--- Dataset entries ---
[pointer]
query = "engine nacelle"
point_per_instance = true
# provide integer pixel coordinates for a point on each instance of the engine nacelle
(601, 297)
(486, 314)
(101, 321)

--- YOUR GOAL ---
Return all of the entries word for word.

--- OUTPUT BELOW ---
[pointer]
query = "engine nacelle"
point_per_instance = true
# provide integer pixel coordinates for a point on each instance of the engine nacelle
(601, 297)
(486, 314)
(101, 321)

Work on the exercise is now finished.